- **Exercise aim**
Copy the biosphere article from "He teamed up" up to and including "hope and restoration.", changing "teamed up" to "partnered".

- **Passage for review**
________________________________________

After Years of Battling Delhi’s Smog Crisis, He Built a 32-Acre Private Biosphere in Uttarakhand

He fought Delhi’s smog, led campaigns, and pushed policies. But when the city wouldn’t change, Jai Dhar Gupta did. Now, he’s turning hills into India’s first private biosphere.

In 2013, while training for a marathon, Jai was hit by pollution-induced asthma — a wake-up call that turned him into a clean-air crusader, leading the Our Right to Breathe campaign and pushing Odd-Even reforms.

But one truth hit hard: no one wanted real change. So, he built his own kind of hope in Uttarakhand on a 32-acre patch of barren land near Rajaji Tiger Reserve. Where others saw wasteland, Jai saw a chance to heal the earth.

For his 50th birthday, he made a wild promise to spend the rest of his life rewilding this land into a living forest. “I always dreamt of being the chowkidar of a forest,” he smiles.

He teamed up with Vijay Dhasmana, the man who revived the Aravalli Biodiversity Park. Together, they set out to build India’s first private biosphere — a model of hope and restoration.

________________________________________

- **Dataset**
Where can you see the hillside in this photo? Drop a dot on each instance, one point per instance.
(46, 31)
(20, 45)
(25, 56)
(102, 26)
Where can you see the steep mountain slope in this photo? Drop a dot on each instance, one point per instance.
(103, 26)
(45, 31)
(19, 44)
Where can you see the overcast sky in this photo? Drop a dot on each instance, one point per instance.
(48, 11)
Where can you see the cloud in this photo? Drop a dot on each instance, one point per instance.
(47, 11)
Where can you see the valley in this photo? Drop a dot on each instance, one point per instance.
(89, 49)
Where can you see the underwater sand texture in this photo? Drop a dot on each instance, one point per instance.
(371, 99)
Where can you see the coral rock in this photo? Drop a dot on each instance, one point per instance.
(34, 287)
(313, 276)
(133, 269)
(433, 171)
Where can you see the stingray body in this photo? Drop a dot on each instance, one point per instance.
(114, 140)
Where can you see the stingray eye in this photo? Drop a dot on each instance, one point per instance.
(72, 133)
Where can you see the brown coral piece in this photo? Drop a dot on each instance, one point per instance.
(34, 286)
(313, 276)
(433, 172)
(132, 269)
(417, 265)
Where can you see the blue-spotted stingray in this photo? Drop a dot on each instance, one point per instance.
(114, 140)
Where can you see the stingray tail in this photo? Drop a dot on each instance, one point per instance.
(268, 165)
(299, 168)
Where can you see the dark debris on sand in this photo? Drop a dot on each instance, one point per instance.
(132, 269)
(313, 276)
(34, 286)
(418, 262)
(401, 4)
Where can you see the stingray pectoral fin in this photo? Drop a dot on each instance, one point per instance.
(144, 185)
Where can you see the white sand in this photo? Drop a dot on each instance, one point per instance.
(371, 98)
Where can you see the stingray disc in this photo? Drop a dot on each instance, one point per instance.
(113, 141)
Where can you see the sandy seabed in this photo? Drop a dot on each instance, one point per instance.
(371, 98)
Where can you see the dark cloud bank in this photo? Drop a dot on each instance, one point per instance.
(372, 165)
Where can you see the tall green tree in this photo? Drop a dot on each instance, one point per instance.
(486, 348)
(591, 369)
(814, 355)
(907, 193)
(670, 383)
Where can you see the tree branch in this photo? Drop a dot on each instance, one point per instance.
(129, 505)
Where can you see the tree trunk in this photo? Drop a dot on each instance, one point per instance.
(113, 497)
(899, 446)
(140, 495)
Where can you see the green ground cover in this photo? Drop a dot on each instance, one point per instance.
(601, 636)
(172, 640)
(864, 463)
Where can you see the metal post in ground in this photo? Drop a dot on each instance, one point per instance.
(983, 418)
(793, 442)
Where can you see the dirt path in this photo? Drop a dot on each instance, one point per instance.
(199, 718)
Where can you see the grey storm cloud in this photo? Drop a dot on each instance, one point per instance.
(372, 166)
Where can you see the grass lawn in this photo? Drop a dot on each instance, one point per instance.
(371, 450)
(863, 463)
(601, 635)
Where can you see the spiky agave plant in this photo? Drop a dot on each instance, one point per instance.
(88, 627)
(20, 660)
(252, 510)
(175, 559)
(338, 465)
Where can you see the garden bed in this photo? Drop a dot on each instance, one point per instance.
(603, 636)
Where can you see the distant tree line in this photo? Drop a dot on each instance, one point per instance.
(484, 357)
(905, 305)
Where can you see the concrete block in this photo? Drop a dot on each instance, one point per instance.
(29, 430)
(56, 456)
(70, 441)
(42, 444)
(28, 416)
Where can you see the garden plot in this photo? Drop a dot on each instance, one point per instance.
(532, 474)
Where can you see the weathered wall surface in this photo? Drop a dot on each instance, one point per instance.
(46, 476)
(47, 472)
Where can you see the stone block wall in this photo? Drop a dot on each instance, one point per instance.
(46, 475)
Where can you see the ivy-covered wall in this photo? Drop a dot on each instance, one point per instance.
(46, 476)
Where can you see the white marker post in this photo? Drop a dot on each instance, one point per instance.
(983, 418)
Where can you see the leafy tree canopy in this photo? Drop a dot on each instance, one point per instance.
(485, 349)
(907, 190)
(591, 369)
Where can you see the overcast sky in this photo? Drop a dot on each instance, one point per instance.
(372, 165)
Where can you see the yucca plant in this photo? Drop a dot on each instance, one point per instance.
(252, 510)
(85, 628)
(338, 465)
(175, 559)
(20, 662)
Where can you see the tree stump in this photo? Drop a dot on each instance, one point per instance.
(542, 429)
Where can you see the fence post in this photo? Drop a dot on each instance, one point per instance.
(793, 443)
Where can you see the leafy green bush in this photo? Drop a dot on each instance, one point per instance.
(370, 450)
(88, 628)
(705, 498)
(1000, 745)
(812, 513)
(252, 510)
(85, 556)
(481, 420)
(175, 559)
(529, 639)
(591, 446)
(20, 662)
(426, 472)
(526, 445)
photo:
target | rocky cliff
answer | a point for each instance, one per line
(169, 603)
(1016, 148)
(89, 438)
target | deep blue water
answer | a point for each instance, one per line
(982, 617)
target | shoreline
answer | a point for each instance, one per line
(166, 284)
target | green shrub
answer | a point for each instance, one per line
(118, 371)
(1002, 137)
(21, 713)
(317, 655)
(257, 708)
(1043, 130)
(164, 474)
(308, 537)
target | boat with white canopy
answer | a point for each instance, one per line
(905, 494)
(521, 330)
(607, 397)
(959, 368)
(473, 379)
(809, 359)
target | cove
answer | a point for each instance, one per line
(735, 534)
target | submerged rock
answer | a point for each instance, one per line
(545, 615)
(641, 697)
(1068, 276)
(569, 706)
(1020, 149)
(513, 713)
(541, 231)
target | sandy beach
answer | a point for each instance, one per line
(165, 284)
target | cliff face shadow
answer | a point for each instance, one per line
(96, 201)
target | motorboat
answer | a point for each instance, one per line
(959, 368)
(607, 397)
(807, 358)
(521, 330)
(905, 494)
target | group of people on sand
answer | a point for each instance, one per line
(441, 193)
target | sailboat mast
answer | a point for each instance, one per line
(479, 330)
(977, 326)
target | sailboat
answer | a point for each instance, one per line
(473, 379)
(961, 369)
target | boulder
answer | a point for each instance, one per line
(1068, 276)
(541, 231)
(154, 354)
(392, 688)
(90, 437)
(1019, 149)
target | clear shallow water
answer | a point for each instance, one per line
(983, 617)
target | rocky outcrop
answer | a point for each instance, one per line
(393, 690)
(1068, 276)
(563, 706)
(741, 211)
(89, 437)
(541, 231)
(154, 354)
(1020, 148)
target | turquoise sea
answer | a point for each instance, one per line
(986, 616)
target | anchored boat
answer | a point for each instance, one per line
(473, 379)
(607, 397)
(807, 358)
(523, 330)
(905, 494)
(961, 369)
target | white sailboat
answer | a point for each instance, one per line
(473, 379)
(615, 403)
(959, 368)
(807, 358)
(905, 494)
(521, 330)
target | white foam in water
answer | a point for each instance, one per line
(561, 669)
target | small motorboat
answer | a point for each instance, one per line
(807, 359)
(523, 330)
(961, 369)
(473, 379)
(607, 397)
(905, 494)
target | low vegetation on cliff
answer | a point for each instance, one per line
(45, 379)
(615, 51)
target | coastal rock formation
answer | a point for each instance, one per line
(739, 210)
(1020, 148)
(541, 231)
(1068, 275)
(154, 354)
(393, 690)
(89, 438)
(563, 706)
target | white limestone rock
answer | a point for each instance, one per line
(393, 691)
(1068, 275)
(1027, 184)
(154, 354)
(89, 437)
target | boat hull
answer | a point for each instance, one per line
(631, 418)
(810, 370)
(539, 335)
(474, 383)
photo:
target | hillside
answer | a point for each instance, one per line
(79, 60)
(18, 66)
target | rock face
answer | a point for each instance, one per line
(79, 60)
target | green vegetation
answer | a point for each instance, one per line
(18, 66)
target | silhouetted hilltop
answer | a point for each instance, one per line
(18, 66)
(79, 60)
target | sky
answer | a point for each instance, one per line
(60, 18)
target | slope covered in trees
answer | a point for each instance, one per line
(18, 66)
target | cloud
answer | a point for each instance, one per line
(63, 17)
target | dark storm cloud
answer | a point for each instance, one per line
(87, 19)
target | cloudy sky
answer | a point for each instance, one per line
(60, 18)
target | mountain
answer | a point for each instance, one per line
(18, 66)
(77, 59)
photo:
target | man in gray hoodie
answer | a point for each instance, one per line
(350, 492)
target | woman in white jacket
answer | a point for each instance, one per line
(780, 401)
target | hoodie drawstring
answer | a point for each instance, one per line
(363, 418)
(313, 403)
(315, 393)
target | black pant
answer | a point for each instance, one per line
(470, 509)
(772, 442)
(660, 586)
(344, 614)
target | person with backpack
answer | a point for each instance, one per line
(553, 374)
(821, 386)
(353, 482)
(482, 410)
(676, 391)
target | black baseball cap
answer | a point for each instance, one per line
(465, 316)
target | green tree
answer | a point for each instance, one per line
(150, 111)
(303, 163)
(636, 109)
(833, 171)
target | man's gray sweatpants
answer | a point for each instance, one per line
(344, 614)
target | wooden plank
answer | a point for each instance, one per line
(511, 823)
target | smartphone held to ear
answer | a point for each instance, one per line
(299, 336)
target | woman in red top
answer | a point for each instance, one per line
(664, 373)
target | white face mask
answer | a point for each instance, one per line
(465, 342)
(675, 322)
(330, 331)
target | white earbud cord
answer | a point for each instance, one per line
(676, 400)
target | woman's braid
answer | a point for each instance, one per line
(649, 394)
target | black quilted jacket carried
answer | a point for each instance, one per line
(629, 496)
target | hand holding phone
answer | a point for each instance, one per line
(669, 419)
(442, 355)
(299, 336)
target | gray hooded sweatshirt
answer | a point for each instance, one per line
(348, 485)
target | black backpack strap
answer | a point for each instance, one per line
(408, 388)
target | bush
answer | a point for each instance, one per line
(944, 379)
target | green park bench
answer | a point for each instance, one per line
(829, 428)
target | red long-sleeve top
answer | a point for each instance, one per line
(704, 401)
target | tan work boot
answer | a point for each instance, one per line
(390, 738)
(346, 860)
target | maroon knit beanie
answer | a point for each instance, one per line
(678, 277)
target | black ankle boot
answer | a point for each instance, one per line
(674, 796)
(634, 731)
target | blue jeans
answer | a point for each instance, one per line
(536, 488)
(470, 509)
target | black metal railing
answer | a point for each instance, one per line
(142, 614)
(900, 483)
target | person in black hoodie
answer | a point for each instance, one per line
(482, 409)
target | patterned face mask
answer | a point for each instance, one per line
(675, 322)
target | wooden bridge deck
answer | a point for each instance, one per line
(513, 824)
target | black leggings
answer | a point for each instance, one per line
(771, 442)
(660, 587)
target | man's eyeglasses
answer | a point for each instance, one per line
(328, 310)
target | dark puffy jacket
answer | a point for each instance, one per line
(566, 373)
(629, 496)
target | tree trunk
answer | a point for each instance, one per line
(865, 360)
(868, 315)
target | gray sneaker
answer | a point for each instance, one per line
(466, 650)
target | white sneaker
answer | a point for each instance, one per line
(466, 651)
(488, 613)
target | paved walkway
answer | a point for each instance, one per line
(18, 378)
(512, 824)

________________________________________

- **Response area**
He partnered with Vijay Dhasmana, the man who revived the Aravalli Biodiversity Park. Together, they set out to build India’s first private biosphere — a model of hope and restoration.